Records for processing:
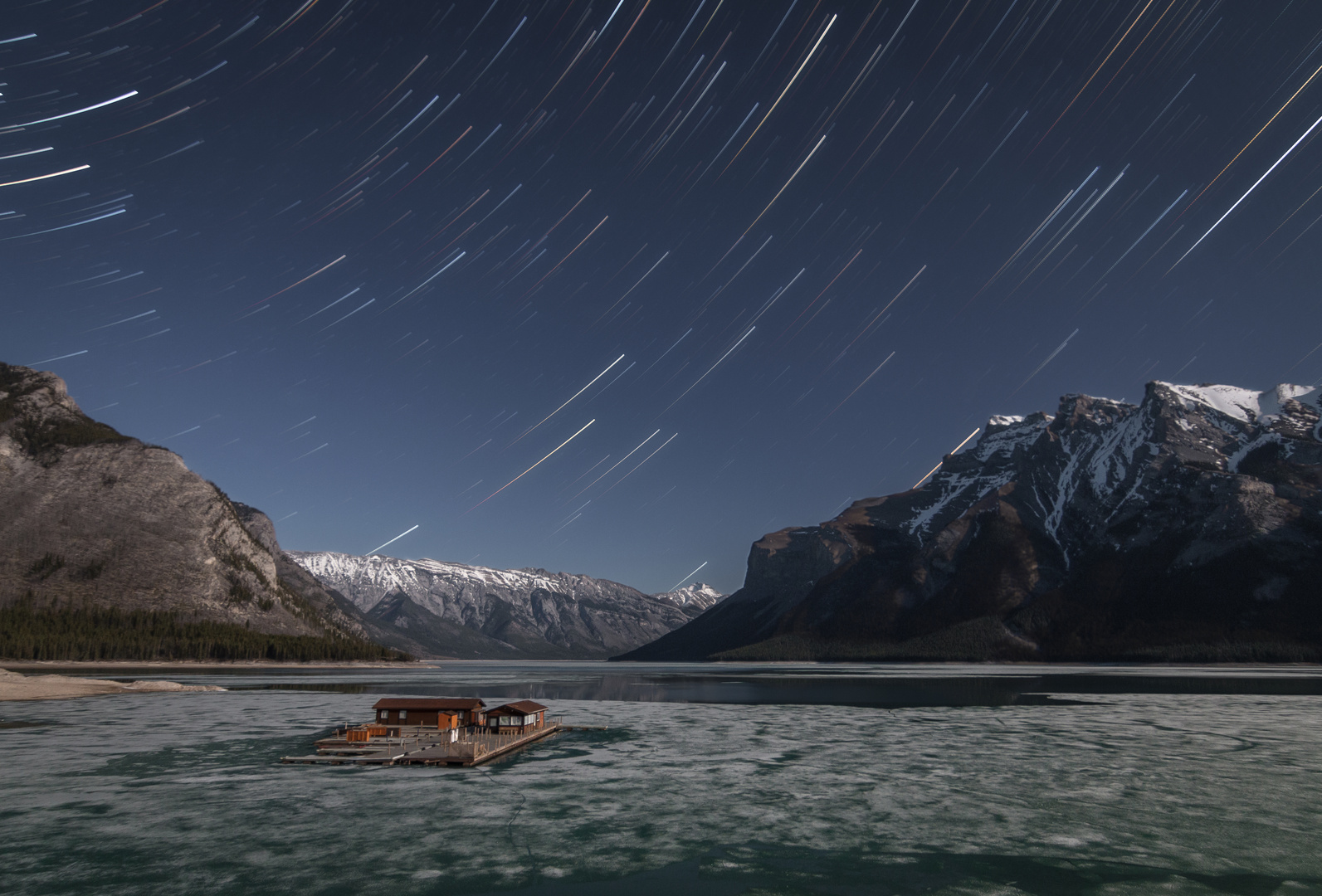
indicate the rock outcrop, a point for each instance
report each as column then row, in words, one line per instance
column 1183, row 528
column 476, row 612
column 91, row 516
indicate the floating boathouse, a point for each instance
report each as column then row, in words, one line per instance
column 435, row 731
column 428, row 711
column 516, row 718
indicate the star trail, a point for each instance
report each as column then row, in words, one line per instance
column 805, row 245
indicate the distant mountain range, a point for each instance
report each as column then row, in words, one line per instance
column 475, row 612
column 91, row 519
column 1188, row 528
column 94, row 519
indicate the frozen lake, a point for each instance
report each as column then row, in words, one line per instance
column 710, row 780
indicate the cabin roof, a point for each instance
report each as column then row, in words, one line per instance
column 428, row 704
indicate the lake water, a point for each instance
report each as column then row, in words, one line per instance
column 709, row 780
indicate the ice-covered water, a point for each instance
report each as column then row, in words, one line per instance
column 709, row 780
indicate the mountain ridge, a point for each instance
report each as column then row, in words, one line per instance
column 481, row 612
column 1186, row 526
column 93, row 517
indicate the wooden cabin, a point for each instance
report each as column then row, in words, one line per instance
column 516, row 718
column 430, row 711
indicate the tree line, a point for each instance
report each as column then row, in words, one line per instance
column 100, row 633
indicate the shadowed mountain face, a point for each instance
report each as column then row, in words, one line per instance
column 477, row 613
column 87, row 514
column 1185, row 528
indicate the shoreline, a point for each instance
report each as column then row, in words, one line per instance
column 196, row 664
column 15, row 686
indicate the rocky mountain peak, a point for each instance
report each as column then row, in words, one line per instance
column 1159, row 528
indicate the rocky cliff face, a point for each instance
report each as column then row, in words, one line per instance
column 87, row 514
column 475, row 612
column 1185, row 528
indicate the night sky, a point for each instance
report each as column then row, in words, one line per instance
column 363, row 263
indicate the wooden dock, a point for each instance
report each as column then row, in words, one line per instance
column 423, row 747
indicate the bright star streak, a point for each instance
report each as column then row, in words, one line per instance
column 943, row 460
column 617, row 464
column 571, row 398
column 710, row 369
column 689, row 577
column 393, row 539
column 528, row 470
column 642, row 461
column 77, row 111
column 807, row 60
column 41, row 178
column 857, row 387
column 787, row 185
column 75, row 356
column 426, row 282
column 123, row 321
column 1246, row 193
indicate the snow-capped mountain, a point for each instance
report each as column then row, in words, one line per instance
column 476, row 612
column 1186, row 526
column 698, row 595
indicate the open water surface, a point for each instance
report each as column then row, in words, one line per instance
column 709, row 780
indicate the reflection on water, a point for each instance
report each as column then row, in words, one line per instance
column 887, row 686
column 709, row 780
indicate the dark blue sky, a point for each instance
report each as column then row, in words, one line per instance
column 349, row 258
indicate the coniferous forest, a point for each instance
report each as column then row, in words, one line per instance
column 100, row 633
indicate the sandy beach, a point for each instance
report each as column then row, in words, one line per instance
column 15, row 686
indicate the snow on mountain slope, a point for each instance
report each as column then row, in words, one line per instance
column 528, row 613
column 698, row 595
column 1186, row 526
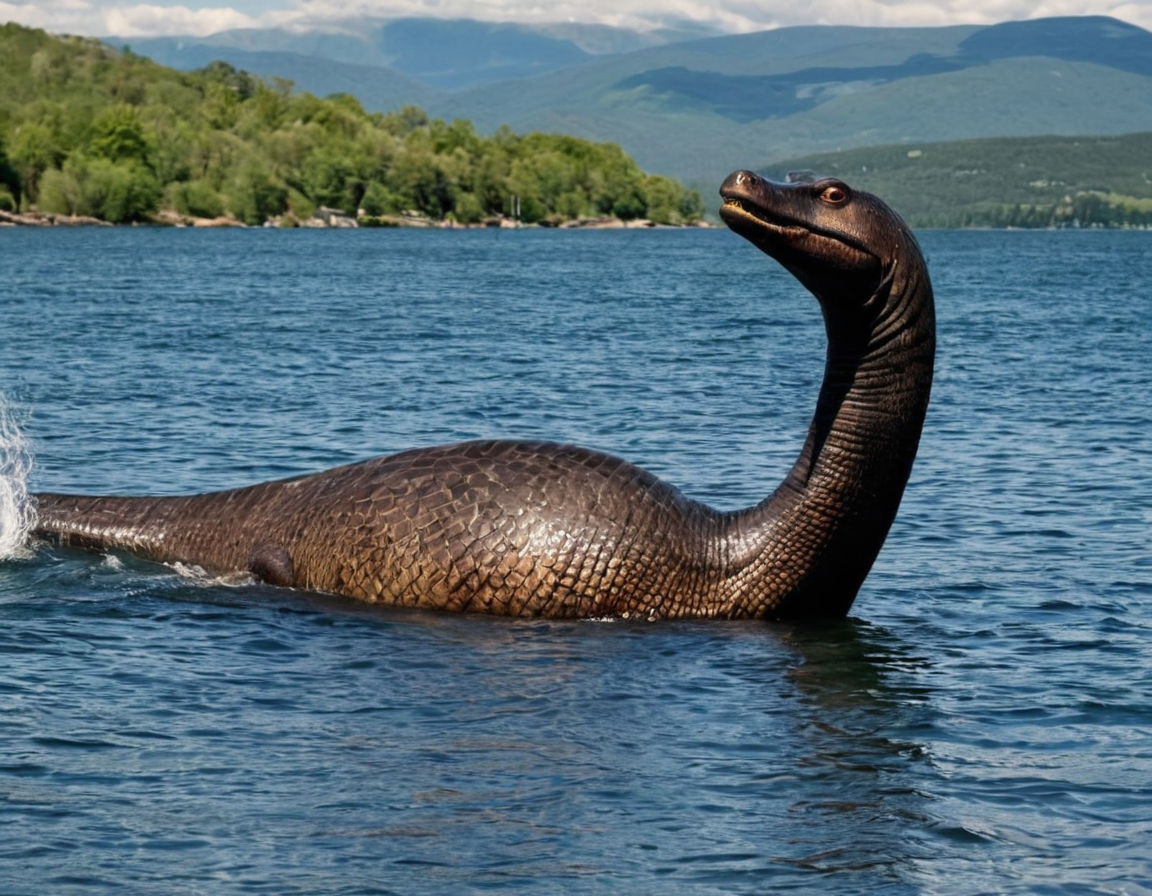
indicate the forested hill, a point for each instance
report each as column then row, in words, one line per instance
column 1001, row 182
column 88, row 129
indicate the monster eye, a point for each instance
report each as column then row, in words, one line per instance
column 834, row 195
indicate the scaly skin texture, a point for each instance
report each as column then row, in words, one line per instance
column 536, row 529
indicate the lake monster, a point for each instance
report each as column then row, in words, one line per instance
column 538, row 529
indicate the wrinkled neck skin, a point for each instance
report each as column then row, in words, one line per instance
column 806, row 548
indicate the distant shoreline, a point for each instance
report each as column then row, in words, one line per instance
column 326, row 219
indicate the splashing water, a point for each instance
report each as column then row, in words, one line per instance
column 17, row 509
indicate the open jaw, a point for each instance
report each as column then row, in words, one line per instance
column 737, row 212
column 756, row 224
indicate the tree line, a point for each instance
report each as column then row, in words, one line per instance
column 88, row 129
column 1025, row 182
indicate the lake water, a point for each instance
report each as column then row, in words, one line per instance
column 982, row 723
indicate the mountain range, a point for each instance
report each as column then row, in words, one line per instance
column 696, row 107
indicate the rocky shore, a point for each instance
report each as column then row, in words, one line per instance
column 333, row 219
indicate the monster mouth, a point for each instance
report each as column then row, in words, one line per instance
column 736, row 210
column 750, row 218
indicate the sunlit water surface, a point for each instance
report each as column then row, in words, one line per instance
column 983, row 722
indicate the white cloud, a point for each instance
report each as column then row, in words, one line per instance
column 128, row 20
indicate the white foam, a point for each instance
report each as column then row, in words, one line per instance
column 17, row 509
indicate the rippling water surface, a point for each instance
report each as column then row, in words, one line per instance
column 983, row 722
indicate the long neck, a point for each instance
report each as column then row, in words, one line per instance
column 806, row 548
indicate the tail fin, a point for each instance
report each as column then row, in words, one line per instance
column 17, row 508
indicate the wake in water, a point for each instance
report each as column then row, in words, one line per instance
column 17, row 510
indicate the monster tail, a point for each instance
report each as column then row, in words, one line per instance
column 17, row 508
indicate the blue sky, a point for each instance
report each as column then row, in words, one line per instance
column 130, row 19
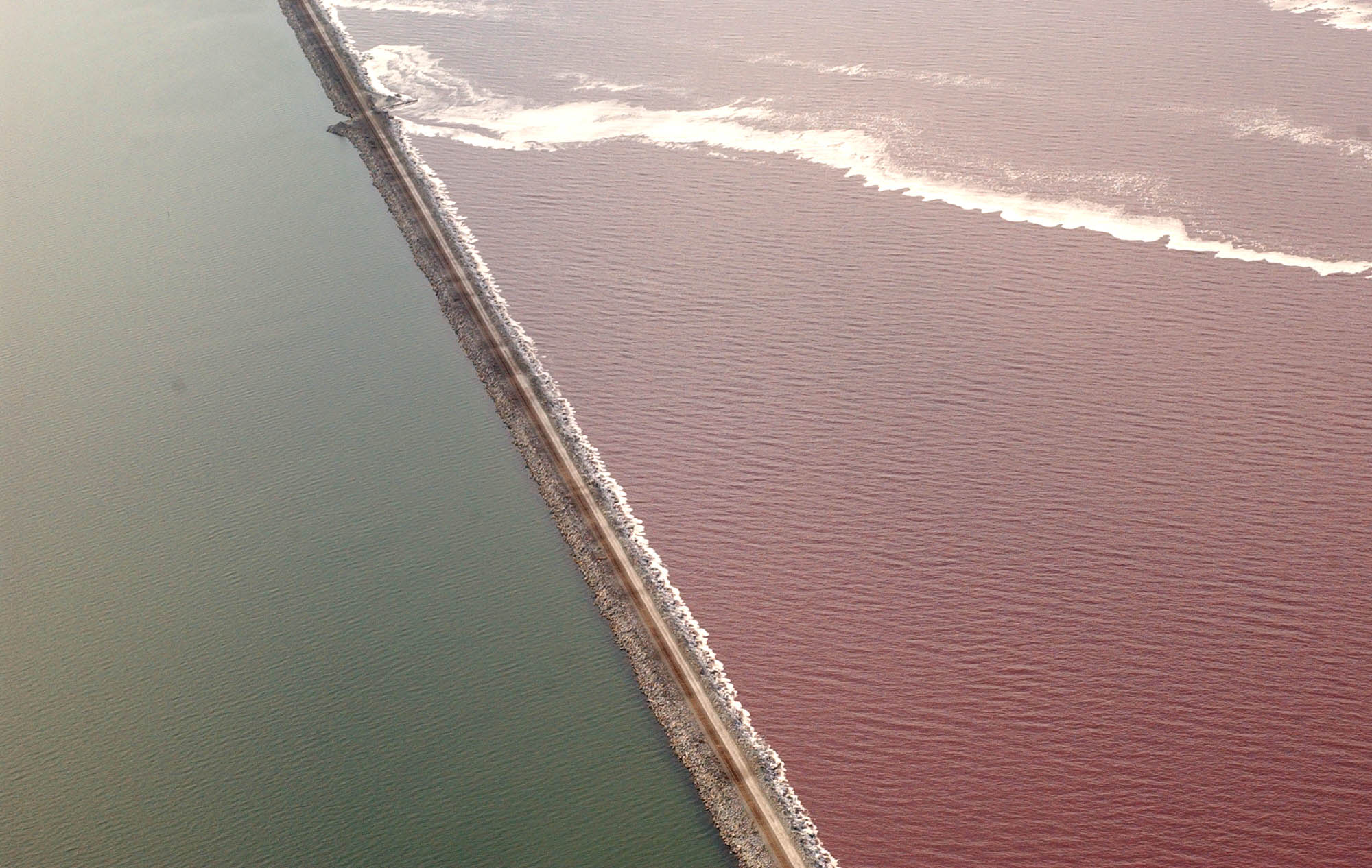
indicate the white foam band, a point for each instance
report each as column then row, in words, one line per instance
column 471, row 9
column 1343, row 14
column 458, row 112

Task to complete: Can you copy the listing again word for word, from the line containing "indicate the bright" through the line containing "column 538, row 529", with both of those lines included and the pictures left out?

Task response:
indicate the bright star streak, a point for each instance
report each as column then row, in words, one line per instance
column 943, row 460
column 617, row 464
column 571, row 398
column 710, row 369
column 689, row 577
column 393, row 539
column 528, row 470
column 642, row 461
column 77, row 111
column 807, row 60
column 41, row 178
column 857, row 387
column 787, row 185
column 75, row 356
column 426, row 282
column 123, row 321
column 1246, row 193
indicate the snow-capped mountain, a point for each instance
report each as column then row, in words, one line per instance
column 476, row 612
column 1186, row 526
column 698, row 595
indicate the open water surface, a point for each instance
report each as column then row, in words, one line per instance
column 709, row 780
indicate the reflection on water, a point for each instance
report each as column then row, in words, one line per instance
column 887, row 686
column 709, row 780
indicate the dark blue sky, a point for each instance
report each as column then row, in words, one line per instance
column 349, row 258
indicate the coniferous forest, a point for each instance
report each as column then row, in words, one line per instance
column 100, row 633
indicate the sandy beach, a point for each instance
report each as column then row, in words, one line per instance
column 15, row 686
indicate the snow on mountain slope, a point for each instance
report each as column then row, in words, one line per instance
column 528, row 613
column 698, row 595
column 1186, row 526
indicate the forested hill, a point for each instance
report each as column then row, in words, one line per instance
column 1001, row 182
column 88, row 129
indicate the monster eye, a point for each instance
report each as column then row, in words, one line per instance
column 834, row 195
indicate the scaly skin texture, a point for each instance
report each as column then row, in words, one line per instance
column 536, row 529
indicate the lake monster, a point for each instance
report each as column then row, in words, one line per instance
column 538, row 529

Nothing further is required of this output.